Exercise requirements ::
Copy out every line of the material between the lines holding "Pinpoint arena seating." and "153 146 228 204", inclusive. Shift each coordinate listed under a "Box:" line by -13.

Provided information ::
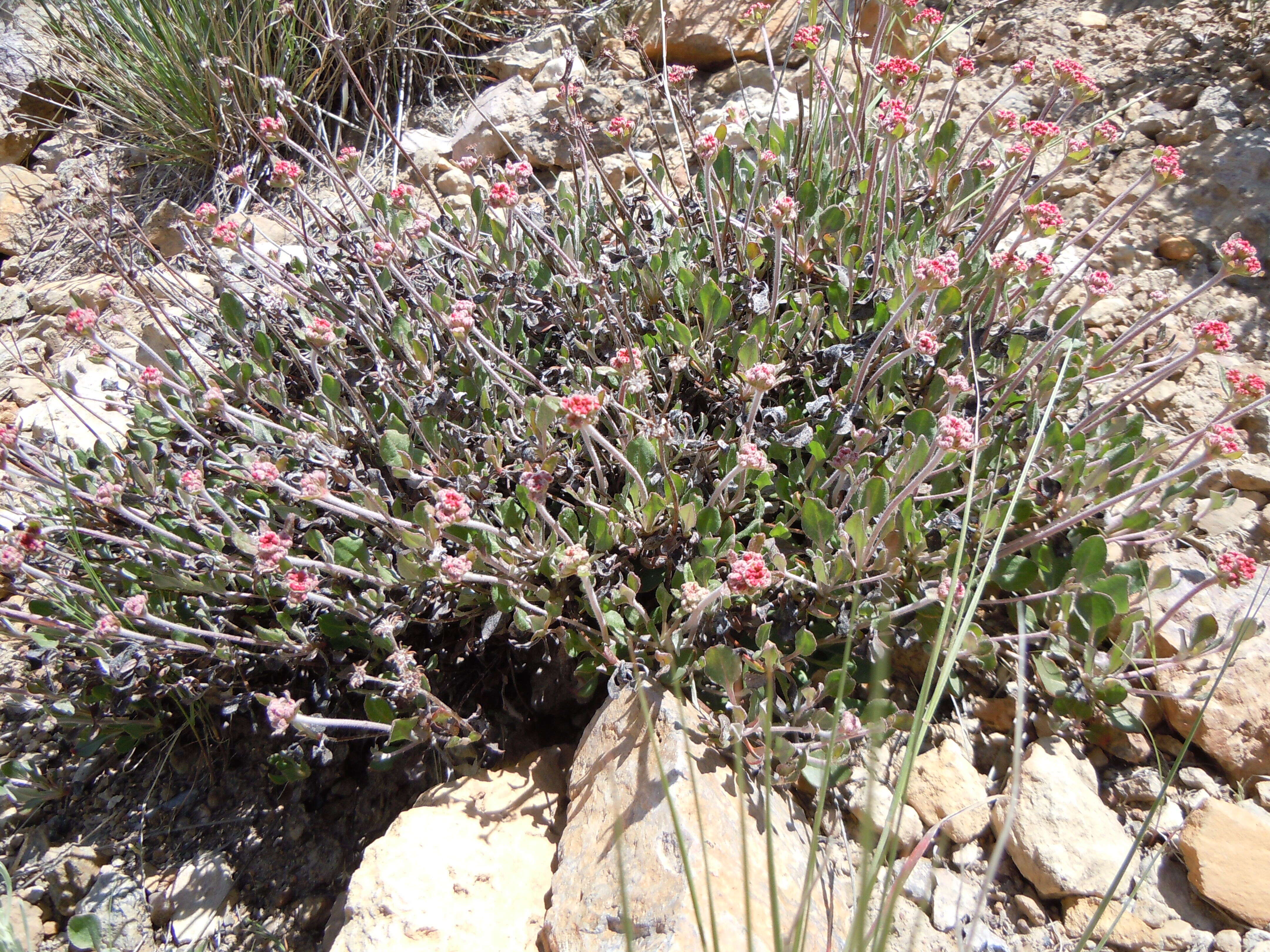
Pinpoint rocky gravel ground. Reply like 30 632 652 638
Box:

---

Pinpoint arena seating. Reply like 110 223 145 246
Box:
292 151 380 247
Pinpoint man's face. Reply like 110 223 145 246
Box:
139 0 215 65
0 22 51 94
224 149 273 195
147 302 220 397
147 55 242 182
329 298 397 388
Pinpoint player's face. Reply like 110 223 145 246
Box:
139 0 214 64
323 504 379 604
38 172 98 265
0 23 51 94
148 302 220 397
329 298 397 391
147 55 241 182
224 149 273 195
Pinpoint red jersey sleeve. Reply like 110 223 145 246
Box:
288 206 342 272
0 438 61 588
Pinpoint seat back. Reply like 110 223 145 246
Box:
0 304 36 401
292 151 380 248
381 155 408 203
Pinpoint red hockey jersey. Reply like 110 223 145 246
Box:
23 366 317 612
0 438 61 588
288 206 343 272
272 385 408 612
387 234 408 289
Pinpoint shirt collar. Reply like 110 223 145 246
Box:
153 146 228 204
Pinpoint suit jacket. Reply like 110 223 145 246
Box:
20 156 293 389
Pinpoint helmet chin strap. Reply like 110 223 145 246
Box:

The reply ::
Pinpoint arena seating. Reply like 110 223 145 246
Box:
279 138 367 234
Pinpoint man's face. Reply like 110 223 145 246
Box:
126 -13 202 52
-13 9 38 81
211 136 260 182
134 289 207 384
134 42 229 169
316 285 384 375
Pinpoint player's face. Reply like 110 223 145 246
Box:
126 -13 201 51
310 491 366 591
25 159 85 252
-13 10 38 81
135 289 207 384
316 285 384 378
134 42 228 169
211 136 260 182
Pinpoint red jersey sleeve. Reply like 110 223 145 246
Box:
275 193 329 259
-13 425 48 575
Pinpoint seat back. Reply like 110 223 145 246
Box:
-13 291 23 388
279 138 367 235
368 142 395 190
Pinpoint red hockey jersey. Reply like 110 223 145 246
Box:
10 353 304 599
-13 425 48 575
275 193 330 259
259 372 395 599
374 221 395 276
Pinpoint shirt collar. Reply like 110 223 145 246
Box:
140 133 215 191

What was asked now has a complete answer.